> _Your goal_
Please write out the items again, requests included, from the start of the items through the line containing "[[237, 0, 404, 285], [397, 161, 652, 255]]", and shift every box coordinate in the answers by -114. Include both ends and no other lines.

§ §

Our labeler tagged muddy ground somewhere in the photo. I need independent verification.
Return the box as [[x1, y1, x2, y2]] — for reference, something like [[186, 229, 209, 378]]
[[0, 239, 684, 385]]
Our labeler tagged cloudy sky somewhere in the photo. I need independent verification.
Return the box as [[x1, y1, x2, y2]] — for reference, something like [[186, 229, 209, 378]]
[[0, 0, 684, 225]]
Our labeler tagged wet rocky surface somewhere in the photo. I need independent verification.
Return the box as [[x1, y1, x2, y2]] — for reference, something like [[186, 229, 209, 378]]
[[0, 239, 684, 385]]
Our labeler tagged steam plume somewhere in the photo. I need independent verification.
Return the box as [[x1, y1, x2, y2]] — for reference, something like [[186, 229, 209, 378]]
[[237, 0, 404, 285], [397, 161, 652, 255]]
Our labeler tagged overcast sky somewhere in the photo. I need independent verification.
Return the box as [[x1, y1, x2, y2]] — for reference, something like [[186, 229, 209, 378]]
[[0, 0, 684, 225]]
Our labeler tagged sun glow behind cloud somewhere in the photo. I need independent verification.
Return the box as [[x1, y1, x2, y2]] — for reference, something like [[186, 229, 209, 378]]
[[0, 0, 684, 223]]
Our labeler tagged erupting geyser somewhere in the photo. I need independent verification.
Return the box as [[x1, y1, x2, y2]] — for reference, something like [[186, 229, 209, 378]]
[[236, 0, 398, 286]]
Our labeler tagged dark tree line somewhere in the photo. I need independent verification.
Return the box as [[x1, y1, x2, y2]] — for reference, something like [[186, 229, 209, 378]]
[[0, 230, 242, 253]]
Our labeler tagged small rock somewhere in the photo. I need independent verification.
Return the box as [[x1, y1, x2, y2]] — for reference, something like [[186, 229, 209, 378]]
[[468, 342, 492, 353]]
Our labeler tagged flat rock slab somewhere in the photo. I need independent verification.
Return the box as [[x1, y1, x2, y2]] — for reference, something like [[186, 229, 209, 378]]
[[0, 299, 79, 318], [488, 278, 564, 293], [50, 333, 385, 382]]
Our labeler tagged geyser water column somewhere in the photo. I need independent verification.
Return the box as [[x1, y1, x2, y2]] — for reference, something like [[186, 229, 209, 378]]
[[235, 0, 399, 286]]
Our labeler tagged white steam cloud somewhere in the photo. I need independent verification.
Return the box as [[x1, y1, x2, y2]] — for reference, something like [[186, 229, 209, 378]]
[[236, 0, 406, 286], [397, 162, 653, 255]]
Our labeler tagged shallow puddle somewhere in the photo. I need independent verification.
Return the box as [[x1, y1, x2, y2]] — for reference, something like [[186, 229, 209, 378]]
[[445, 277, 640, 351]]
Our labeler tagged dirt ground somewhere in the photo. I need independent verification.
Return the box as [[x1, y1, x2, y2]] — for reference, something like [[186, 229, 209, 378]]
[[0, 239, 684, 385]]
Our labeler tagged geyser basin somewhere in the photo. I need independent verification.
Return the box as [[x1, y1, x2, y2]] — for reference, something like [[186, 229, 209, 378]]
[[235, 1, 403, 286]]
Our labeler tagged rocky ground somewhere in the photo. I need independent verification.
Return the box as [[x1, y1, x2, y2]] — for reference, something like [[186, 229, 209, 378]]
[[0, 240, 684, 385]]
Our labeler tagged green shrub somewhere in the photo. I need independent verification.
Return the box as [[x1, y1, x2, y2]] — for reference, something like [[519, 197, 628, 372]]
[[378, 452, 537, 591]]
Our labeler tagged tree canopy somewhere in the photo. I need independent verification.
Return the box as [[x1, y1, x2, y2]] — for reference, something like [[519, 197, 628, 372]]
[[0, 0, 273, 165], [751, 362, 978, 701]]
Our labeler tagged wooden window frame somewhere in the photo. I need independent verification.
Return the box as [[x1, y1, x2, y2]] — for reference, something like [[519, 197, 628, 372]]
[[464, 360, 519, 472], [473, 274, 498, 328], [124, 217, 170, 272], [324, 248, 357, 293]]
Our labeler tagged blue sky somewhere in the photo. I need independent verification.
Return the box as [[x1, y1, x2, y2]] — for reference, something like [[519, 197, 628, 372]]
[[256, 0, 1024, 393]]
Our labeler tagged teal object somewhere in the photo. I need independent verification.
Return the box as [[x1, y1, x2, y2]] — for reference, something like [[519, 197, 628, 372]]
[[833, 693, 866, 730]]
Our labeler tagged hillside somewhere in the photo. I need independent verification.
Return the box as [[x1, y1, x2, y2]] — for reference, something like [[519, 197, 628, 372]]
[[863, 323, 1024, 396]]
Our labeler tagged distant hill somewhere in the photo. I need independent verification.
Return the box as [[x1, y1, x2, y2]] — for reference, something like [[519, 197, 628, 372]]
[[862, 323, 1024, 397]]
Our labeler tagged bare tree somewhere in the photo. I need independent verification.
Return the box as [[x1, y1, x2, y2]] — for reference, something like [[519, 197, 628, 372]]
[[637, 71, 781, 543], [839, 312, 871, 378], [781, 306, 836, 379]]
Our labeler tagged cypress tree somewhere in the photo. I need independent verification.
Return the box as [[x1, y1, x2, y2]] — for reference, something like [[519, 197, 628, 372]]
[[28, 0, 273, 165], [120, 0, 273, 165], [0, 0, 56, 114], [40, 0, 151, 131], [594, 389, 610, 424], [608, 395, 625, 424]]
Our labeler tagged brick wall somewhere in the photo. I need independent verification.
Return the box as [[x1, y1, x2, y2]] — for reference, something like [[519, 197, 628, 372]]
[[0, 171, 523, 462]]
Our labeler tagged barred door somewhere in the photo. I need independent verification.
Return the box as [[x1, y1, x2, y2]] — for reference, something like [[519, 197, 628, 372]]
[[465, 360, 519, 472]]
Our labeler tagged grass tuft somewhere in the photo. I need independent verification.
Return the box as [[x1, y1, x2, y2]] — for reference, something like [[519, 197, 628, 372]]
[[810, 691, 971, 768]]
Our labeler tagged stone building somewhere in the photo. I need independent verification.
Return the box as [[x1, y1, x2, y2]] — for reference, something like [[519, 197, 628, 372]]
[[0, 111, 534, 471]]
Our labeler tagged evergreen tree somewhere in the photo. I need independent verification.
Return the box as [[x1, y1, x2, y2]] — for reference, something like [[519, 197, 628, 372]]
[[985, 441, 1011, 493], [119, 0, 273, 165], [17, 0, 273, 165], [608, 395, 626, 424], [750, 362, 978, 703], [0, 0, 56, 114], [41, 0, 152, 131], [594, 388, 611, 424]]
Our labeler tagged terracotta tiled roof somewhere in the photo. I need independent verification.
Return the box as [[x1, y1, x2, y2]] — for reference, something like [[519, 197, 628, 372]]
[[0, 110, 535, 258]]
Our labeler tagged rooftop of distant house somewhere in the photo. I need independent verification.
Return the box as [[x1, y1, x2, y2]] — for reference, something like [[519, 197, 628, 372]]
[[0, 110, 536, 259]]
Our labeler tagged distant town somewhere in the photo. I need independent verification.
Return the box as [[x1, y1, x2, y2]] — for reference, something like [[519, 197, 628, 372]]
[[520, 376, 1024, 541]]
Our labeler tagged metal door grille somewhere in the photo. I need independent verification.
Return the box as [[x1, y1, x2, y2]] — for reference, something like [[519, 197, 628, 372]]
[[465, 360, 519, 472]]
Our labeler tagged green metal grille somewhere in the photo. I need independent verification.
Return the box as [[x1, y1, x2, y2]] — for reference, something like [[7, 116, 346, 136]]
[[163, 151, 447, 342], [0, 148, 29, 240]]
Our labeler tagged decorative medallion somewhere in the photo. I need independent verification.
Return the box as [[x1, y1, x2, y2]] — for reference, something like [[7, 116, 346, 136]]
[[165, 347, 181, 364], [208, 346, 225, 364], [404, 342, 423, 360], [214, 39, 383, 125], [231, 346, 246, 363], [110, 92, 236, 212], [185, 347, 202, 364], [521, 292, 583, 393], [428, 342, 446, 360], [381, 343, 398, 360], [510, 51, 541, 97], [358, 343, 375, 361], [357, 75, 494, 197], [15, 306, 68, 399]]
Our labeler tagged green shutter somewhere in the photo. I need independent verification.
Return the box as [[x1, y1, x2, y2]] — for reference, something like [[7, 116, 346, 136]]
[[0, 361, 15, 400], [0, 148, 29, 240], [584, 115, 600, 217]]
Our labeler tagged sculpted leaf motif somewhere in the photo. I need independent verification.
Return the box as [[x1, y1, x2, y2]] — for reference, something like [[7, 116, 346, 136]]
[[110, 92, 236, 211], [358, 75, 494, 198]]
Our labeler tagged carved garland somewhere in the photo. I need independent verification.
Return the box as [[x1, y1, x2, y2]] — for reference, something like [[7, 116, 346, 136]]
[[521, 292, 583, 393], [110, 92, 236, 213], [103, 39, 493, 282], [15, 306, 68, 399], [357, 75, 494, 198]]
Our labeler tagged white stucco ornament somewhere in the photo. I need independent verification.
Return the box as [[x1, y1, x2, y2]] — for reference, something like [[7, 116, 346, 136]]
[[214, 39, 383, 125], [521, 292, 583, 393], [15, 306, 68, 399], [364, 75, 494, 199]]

§ §

> _Output for this exercise_
Our labeler tagged muddy ground somewhere in the photo. I need independent verification.
Return the box as [[x1, y1, x2, y2]] — for reference, something like [[186, 229, 209, 378]]
[[-114, 125, 570, 271]]
Our labeler tagged cloudy sky somewhere in the photo. I need independent verification.
Return the box as [[x1, y1, x2, y2]] — for reference, something like [[186, 229, 209, 378]]
[[-114, -114, 570, 111]]
Our labeler tagged wet rocky surface somewhere in the photo. I need independent verification.
Return the box as [[x1, y1, x2, y2]] — for reference, something like [[186, 229, 209, 378]]
[[-114, 125, 570, 271]]
Our labeler tagged steam plume somewhere in the photo. I need independent verification.
Return the box as [[x1, y1, x2, y2]] — for reference, something like [[186, 229, 209, 378]]
[[123, -114, 290, 171], [283, 47, 538, 141]]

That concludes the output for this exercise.